* _DO THIS_
Print the records again, character for character.

* _AVAILABLE DATA_
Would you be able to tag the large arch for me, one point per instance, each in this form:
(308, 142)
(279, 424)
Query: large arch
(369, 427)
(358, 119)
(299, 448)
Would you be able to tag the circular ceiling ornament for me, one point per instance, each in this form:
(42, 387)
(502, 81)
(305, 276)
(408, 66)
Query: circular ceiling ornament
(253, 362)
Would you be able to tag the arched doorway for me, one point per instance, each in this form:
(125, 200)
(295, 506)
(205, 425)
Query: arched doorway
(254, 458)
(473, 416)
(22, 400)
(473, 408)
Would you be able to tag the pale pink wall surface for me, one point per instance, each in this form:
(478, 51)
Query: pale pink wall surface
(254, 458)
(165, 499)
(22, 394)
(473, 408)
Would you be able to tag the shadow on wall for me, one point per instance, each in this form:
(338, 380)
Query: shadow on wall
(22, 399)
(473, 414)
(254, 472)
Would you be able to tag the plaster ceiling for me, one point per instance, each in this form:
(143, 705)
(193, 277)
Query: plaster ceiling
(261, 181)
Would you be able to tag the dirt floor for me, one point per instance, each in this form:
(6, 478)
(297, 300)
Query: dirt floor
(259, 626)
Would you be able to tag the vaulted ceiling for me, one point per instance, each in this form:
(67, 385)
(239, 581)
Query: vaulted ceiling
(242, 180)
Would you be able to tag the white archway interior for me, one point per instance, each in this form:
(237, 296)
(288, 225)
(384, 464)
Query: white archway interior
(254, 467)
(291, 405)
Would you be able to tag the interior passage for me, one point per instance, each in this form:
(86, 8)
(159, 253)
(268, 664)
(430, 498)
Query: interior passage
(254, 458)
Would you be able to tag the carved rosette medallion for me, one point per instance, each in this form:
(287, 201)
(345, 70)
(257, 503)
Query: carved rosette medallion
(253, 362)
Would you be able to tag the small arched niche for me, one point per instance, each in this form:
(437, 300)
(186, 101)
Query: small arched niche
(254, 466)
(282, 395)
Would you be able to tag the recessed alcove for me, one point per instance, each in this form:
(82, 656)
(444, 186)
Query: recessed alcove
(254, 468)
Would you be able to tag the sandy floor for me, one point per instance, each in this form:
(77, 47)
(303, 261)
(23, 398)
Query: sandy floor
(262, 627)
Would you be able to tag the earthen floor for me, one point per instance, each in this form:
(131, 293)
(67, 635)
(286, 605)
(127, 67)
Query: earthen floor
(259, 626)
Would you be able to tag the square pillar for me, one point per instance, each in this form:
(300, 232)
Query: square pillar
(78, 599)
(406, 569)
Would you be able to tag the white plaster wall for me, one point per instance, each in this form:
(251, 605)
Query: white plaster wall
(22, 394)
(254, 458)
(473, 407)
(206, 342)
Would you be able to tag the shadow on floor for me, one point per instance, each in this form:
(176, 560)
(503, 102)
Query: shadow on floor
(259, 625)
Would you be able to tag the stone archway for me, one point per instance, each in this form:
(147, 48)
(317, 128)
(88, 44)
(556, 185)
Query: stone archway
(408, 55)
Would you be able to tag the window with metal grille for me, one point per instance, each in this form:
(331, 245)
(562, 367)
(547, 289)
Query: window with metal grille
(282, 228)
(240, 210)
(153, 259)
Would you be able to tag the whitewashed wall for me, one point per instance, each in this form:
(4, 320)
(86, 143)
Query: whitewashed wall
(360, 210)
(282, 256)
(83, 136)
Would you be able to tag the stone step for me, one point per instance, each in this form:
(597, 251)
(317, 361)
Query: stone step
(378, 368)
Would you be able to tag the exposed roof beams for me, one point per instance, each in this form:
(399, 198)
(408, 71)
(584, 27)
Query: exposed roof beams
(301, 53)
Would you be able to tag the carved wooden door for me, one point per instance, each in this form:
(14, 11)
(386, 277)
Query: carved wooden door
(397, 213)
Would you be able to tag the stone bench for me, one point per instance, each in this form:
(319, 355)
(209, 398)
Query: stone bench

* _RESULT FOR THIS TASK_
Would you be able to tag the large arch for me, one point per instance, each in this form:
(308, 142)
(279, 424)
Query: large arch
(369, 427)
(358, 119)
(299, 448)
Would you be able to tag the circular ceiling ornament for me, one point per instance, each in this form:
(42, 387)
(502, 81)
(305, 276)
(408, 66)
Query: circular ceiling ornament
(253, 362)
Would you be able to tag the arched doorway for me, one point per instance, each in this form:
(125, 200)
(295, 506)
(205, 425)
Query: arched doorway
(254, 458)
(473, 416)
(22, 400)
(473, 408)
Would you be able to tag the pale pink wall surface for me, one point per instance, each in this form:
(478, 51)
Query: pale pink wall surface
(254, 458)
(165, 499)
(22, 394)
(473, 408)
Would you be able to tag the shadow on wall for me, one point per instance, each in this form:
(338, 380)
Query: shadow on wall
(22, 399)
(473, 414)
(254, 472)
Would you be able to tag the plaster ceiling for me, one point per instance, each in this form:
(143, 705)
(193, 277)
Query: plaster ceiling
(261, 181)
Would you be able to tag the dirt floor for me, one point per instance, each in this form:
(6, 478)
(297, 300)
Query: dirt floor
(259, 626)
Would you be able to tag the vaulted ceiling for me, one point per instance, each in this form:
(67, 385)
(239, 581)
Query: vaulted ceiling
(242, 180)
Would you be able to tag the white archway interior for me, one point per instance, each in this form:
(237, 296)
(288, 225)
(384, 464)
Query: white archway interior
(254, 467)
(291, 405)
Would you be able to tag the interior passage for me, one point per instance, each in this form:
(86, 8)
(159, 253)
(268, 664)
(430, 498)
Query: interior passage
(254, 458)
Would you be able to tag the carved rosette medallion for me, one point per instance, each in this form:
(287, 201)
(345, 70)
(257, 503)
Query: carved rosette medallion
(253, 362)
Would you be able to tag the small arched niche for me, one point per instance, each in this form:
(437, 300)
(186, 101)
Query: small arched niche
(254, 466)
(282, 395)
Would you be able to tag the recessed alcove for me, one point per instance, each in this form:
(82, 656)
(444, 186)
Query: recessed alcove
(254, 468)
Would you be able to tag the sandy floor for me, one point per instance, each in this form:
(77, 47)
(303, 261)
(23, 398)
Query: sandy floor
(262, 627)
Would you be able to tag the earthen floor for me, one point per instance, each in this form:
(131, 293)
(67, 635)
(286, 605)
(127, 67)
Query: earthen floor
(259, 626)
Would you be able to tag the square pillar for me, one point per instance, each in this form:
(300, 232)
Query: square pillar
(78, 599)
(406, 569)
Would you be able to tag the white plaster wall for me, one point per instance, each in this form:
(251, 605)
Query: white plaster wall
(22, 394)
(254, 458)
(473, 407)
(206, 342)
Would you be able to tag the shadow on floor for me, one point per instance, each in this form:
(176, 560)
(503, 102)
Query: shadow on floor
(259, 625)
Would you be able to tag the stone archway for me, one point per instance, each in this form:
(147, 48)
(317, 128)
(88, 44)
(556, 185)
Query: stone archway
(408, 55)
Would you be able to tag the window with metal grille for me, one point per instance, each in this form:
(331, 245)
(562, 367)
(547, 289)
Query: window with metal grille
(282, 228)
(240, 210)
(153, 259)
Would you be able to tag the whitewashed wall for me, one point per instance, each in this form:
(4, 320)
(86, 143)
Query: whitewashed wall
(360, 210)
(282, 256)
(83, 136)
Would you be able to tag the stone step for me, one point per instance, each in this form:
(597, 251)
(317, 361)
Query: stone step
(378, 368)
Would you be able to tag the exposed roof beams for me, one point per instance, each in this form:
(399, 198)
(408, 71)
(584, 27)
Query: exposed roof beams
(301, 53)
Would you be able to tag the carved wooden door for me, one point per instance, each in this form:
(14, 11)
(386, 277)
Query: carved wooden door
(397, 213)
Would you be able to tag the stone bench for me, one point per instance, each in this form:
(319, 355)
(209, 398)
Query: stone bench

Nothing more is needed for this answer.